#### [MATERIAL PROVIDED]
[Start of section]

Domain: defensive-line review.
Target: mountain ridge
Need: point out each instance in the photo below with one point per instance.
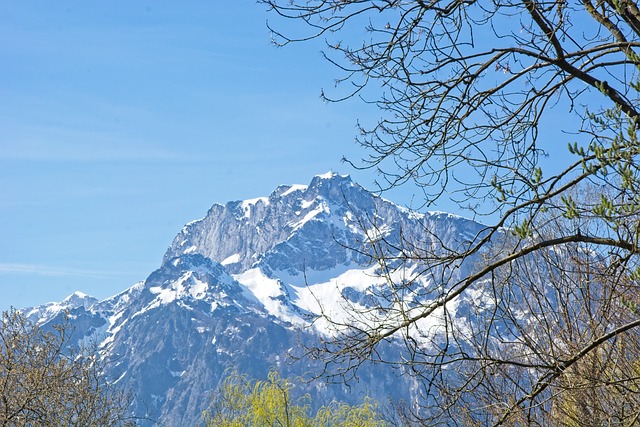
(242, 287)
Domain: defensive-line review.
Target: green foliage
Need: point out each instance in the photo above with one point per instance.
(43, 382)
(241, 402)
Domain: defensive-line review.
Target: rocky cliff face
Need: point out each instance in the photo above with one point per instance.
(238, 288)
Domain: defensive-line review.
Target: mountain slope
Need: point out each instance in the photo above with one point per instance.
(239, 288)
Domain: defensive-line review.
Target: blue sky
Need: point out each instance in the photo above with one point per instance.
(121, 121)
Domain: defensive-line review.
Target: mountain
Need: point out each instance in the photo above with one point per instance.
(240, 288)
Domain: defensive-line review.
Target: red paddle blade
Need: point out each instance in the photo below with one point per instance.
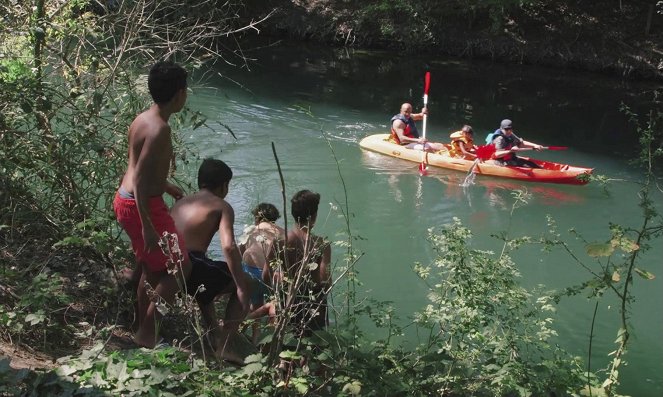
(485, 152)
(422, 169)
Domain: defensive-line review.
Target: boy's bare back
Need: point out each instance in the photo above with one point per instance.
(259, 242)
(198, 217)
(150, 153)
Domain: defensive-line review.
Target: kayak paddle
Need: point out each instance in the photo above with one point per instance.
(517, 149)
(484, 152)
(422, 166)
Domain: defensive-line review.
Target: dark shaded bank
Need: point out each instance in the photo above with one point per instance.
(623, 38)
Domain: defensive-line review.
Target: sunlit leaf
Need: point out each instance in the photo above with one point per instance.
(644, 274)
(599, 249)
(616, 277)
(252, 368)
(353, 388)
(625, 244)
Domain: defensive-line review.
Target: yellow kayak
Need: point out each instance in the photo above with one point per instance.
(549, 172)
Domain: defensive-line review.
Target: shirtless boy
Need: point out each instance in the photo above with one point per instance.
(254, 259)
(139, 205)
(198, 217)
(309, 310)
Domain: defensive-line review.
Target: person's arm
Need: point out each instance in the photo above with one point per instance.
(532, 145)
(143, 177)
(174, 191)
(466, 153)
(231, 253)
(399, 127)
(324, 268)
(208, 314)
(419, 116)
(500, 151)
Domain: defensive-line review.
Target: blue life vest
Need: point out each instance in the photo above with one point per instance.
(493, 135)
(410, 127)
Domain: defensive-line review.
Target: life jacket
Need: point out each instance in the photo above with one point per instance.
(456, 138)
(410, 128)
(510, 142)
(493, 135)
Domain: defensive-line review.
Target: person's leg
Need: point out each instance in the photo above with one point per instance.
(142, 301)
(165, 286)
(230, 345)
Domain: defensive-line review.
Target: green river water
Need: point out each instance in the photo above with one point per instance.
(295, 97)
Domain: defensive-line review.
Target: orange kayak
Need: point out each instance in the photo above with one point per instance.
(549, 172)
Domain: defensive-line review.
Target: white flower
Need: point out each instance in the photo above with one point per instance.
(162, 308)
(245, 235)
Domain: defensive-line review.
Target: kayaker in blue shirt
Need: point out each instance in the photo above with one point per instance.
(404, 130)
(506, 143)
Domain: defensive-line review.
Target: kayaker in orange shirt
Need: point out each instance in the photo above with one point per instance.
(462, 143)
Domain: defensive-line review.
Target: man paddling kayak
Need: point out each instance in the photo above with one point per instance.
(506, 143)
(404, 130)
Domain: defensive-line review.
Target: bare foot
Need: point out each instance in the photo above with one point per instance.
(145, 341)
(233, 347)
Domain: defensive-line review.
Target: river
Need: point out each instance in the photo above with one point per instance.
(315, 104)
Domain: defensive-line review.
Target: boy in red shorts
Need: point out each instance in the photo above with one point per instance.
(139, 205)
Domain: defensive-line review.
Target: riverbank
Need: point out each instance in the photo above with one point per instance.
(613, 38)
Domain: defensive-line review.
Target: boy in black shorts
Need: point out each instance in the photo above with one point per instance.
(197, 218)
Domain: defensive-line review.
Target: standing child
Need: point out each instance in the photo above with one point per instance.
(139, 205)
(462, 143)
(198, 217)
(306, 260)
(254, 259)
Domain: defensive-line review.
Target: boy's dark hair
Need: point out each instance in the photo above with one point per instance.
(266, 212)
(165, 80)
(304, 206)
(213, 173)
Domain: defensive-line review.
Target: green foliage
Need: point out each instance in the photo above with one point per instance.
(34, 312)
(493, 335)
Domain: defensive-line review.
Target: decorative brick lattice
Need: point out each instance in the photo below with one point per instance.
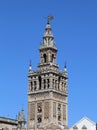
(64, 112)
(57, 96)
(46, 110)
(54, 109)
(31, 111)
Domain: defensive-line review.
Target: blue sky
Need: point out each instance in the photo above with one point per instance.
(22, 24)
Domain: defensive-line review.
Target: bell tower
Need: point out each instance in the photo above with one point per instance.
(47, 88)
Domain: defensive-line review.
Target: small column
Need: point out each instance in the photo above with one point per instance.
(42, 83)
(50, 80)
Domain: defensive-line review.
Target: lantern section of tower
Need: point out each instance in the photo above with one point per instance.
(47, 89)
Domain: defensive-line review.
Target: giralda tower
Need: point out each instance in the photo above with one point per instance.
(47, 89)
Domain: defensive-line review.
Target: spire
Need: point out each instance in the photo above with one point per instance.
(48, 38)
(65, 67)
(30, 66)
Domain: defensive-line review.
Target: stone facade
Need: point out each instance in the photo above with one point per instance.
(47, 89)
(13, 124)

[End of section]

#### [EXERCISE OBJECTIVE]
Every line of the listing above that contains "dark" is to be copied.

#### [FINISHED EXERCISE]
Target: dark shaded bank
Target: boy's dark hair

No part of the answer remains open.